■ What to do
Quote exactly, and only, the lines from the one containing "target: grid lined page" through the end of the material below. Skip pictures.

■ Given data
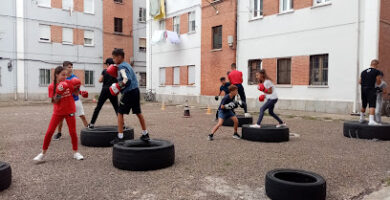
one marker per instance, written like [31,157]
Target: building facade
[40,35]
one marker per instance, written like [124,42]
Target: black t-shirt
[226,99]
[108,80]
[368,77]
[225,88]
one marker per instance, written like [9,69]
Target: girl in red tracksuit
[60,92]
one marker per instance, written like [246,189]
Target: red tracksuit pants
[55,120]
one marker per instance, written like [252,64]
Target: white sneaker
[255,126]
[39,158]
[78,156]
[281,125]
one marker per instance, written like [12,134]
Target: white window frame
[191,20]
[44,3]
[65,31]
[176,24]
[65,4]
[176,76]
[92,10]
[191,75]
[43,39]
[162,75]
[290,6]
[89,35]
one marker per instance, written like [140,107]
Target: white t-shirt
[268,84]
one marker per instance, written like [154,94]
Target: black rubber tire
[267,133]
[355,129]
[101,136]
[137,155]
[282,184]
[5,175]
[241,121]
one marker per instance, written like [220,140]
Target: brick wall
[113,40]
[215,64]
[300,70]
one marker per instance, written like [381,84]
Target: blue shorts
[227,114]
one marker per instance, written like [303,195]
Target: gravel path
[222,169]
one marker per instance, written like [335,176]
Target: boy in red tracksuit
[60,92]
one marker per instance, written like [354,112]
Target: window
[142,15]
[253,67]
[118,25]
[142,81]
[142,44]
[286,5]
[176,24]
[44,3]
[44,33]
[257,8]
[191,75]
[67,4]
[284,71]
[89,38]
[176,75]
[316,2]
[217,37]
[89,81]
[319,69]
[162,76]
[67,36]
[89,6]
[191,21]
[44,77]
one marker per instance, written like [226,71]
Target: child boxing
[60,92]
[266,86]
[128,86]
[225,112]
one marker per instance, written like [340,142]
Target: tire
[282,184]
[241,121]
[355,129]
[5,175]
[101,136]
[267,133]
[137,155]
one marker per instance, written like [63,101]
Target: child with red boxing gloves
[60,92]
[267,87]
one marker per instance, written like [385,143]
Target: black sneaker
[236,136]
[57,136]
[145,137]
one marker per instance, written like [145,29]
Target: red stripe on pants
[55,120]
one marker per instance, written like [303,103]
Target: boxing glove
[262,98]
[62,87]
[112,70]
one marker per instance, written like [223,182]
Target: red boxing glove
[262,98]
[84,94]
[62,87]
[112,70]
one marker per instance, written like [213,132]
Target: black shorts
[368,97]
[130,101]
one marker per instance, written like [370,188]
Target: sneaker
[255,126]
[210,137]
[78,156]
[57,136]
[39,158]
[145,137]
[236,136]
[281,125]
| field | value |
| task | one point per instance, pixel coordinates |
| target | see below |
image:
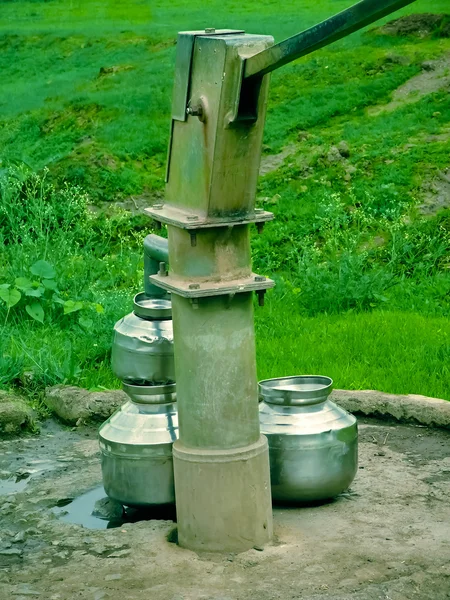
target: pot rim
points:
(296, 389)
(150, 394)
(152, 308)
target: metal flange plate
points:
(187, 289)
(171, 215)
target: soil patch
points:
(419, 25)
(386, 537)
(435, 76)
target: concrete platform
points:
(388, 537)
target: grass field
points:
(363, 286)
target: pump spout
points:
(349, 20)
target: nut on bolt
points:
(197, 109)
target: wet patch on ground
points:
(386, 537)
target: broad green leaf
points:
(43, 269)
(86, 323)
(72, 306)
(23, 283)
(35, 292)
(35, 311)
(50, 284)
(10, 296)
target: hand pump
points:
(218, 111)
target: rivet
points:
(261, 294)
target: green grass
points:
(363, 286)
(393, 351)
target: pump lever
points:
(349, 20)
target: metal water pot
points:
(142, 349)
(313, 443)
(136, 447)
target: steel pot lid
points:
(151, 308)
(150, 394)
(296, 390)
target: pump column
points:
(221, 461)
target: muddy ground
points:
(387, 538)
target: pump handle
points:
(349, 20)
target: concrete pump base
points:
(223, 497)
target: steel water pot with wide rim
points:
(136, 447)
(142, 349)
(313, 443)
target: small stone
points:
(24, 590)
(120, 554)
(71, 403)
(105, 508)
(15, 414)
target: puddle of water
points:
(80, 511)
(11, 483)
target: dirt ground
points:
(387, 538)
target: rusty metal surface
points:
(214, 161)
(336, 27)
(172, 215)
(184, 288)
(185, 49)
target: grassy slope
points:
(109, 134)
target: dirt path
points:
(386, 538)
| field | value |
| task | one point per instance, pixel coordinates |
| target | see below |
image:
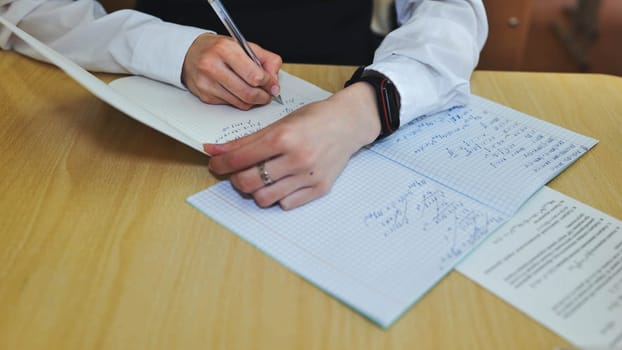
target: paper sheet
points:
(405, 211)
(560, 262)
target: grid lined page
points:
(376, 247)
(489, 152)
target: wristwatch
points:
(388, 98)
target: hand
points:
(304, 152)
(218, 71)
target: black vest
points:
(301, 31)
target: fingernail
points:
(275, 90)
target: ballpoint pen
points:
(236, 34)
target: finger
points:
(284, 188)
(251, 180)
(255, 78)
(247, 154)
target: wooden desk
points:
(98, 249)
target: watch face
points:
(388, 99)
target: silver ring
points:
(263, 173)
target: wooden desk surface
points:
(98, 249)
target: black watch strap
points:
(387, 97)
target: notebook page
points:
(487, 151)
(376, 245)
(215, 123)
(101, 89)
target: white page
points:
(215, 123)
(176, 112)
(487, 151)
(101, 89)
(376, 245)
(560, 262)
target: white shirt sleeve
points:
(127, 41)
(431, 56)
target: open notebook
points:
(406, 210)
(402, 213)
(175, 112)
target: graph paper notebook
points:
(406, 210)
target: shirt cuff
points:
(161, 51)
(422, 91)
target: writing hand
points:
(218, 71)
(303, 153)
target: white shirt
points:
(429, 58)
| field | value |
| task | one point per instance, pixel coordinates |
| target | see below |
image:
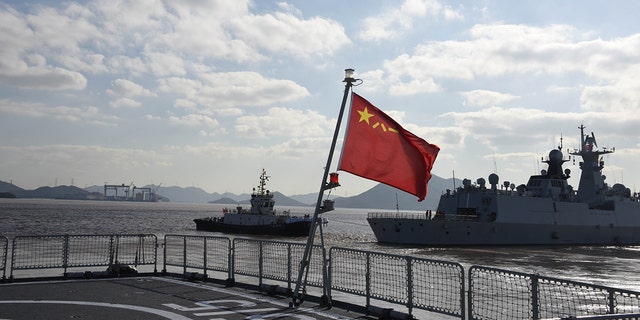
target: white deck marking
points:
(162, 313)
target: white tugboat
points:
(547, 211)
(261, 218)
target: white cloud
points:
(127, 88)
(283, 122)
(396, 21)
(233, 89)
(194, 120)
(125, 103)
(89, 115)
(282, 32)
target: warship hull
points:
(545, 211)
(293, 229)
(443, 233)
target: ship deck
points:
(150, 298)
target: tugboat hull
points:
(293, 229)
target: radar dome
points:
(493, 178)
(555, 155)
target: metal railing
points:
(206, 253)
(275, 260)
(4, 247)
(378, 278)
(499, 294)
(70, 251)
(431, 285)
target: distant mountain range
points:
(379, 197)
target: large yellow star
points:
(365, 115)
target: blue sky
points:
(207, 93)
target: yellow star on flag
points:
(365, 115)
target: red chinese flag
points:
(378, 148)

■ Final answer
target: grid lined page
points:
(376, 247)
(489, 152)
target: wristwatch
points:
(388, 98)
target: hand
points:
(304, 152)
(218, 71)
target: black vest
points:
(301, 31)
target: fingernail
points:
(275, 90)
target: ballpoint pen
points:
(236, 34)
target: finger
points:
(284, 188)
(251, 180)
(255, 78)
(247, 154)
target: wooden desk
points:
(98, 249)
target: watch face
points:
(388, 99)
target: silver ring
points:
(263, 173)
target: wooden desk surface
points:
(98, 249)
target: black watch strap
points:
(387, 97)
target: notebook page
points:
(487, 151)
(376, 245)
(215, 123)
(101, 89)
target: white page
points:
(215, 123)
(176, 112)
(487, 151)
(101, 89)
(376, 245)
(560, 262)
target: white shirt sleeve
points:
(127, 41)
(431, 56)
target: open notebook
points:
(406, 210)
(402, 213)
(175, 112)
target: graph paper notebook
points:
(406, 210)
target: shirt cuff
points:
(161, 51)
(422, 91)
target: writing hand
points:
(218, 71)
(303, 153)
target: white shirt
points:
(429, 58)
| field | value |
| task | one point per instance, pixel coordinates |
| target | see below |
image:
target: white deck marking
points:
(162, 313)
target: white tugboat
points:
(547, 211)
(261, 218)
target: white cloud
points:
(127, 88)
(283, 122)
(396, 21)
(233, 89)
(194, 120)
(125, 103)
(89, 115)
(282, 32)
target: warship hull
points:
(545, 211)
(293, 229)
(443, 233)
target: ship deck
points:
(150, 298)
target: tugboat hull
points:
(293, 229)
target: radar dome
points:
(493, 178)
(555, 155)
target: metal railing
points:
(206, 253)
(275, 260)
(4, 247)
(378, 278)
(499, 294)
(70, 251)
(431, 285)
target: distant mountain range
points:
(379, 197)
target: large yellow star
points:
(365, 115)
target: blue sky
points:
(207, 93)
target: yellow star on flag
points:
(365, 115)
target: red chinese flag
points:
(378, 148)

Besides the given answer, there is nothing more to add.